** Begin Given data **

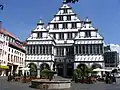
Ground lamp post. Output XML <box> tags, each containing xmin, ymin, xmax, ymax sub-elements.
<box><xmin>0</xmin><ymin>61</ymin><xmax>2</xmax><ymax>90</ymax></box>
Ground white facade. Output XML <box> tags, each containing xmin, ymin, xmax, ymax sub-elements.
<box><xmin>0</xmin><ymin>33</ymin><xmax>8</xmax><ymax>76</ymax></box>
<box><xmin>0</xmin><ymin>28</ymin><xmax>25</xmax><ymax>76</ymax></box>
<box><xmin>26</xmin><ymin>3</ymin><xmax>104</xmax><ymax>76</ymax></box>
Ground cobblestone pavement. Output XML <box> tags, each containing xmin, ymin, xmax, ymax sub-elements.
<box><xmin>0</xmin><ymin>77</ymin><xmax>120</xmax><ymax>90</ymax></box>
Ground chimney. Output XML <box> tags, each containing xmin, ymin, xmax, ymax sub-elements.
<box><xmin>0</xmin><ymin>21</ymin><xmax>2</xmax><ymax>30</ymax></box>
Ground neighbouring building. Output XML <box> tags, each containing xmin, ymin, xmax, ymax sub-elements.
<box><xmin>0</xmin><ymin>21</ymin><xmax>25</xmax><ymax>76</ymax></box>
<box><xmin>25</xmin><ymin>2</ymin><xmax>104</xmax><ymax>77</ymax></box>
<box><xmin>104</xmin><ymin>44</ymin><xmax>120</xmax><ymax>69</ymax></box>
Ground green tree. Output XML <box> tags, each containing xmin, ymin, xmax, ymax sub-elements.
<box><xmin>64</xmin><ymin>0</ymin><xmax>79</xmax><ymax>3</ymax></box>
<box><xmin>30</xmin><ymin>64</ymin><xmax>37</xmax><ymax>76</ymax></box>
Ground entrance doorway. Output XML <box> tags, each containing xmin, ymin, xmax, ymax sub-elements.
<box><xmin>66</xmin><ymin>63</ymin><xmax>74</xmax><ymax>77</ymax></box>
<box><xmin>57</xmin><ymin>63</ymin><xmax>64</xmax><ymax>76</ymax></box>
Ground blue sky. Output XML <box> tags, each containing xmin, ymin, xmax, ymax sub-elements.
<box><xmin>0</xmin><ymin>0</ymin><xmax>120</xmax><ymax>44</ymax></box>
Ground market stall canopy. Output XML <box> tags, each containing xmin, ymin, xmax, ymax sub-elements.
<box><xmin>20</xmin><ymin>67</ymin><xmax>30</xmax><ymax>71</ymax></box>
<box><xmin>0</xmin><ymin>65</ymin><xmax>9</xmax><ymax>69</ymax></box>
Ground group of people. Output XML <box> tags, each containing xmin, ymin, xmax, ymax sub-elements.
<box><xmin>105</xmin><ymin>74</ymin><xmax>116</xmax><ymax>84</ymax></box>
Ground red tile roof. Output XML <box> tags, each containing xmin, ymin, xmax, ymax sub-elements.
<box><xmin>9</xmin><ymin>42</ymin><xmax>25</xmax><ymax>50</ymax></box>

** End Given data **

*Problem to work on:* Output everything from the line containing "Ground red tile" down to the end of the entries as a JSON list of strings, one string per line, with blank lines omitted.

*Answer for the task:*
[
  "Ground red tile roof. Output XML <box> tags, each containing xmin, ymin, xmax, ymax sub-elements.",
  "<box><xmin>9</xmin><ymin>42</ymin><xmax>25</xmax><ymax>50</ymax></box>"
]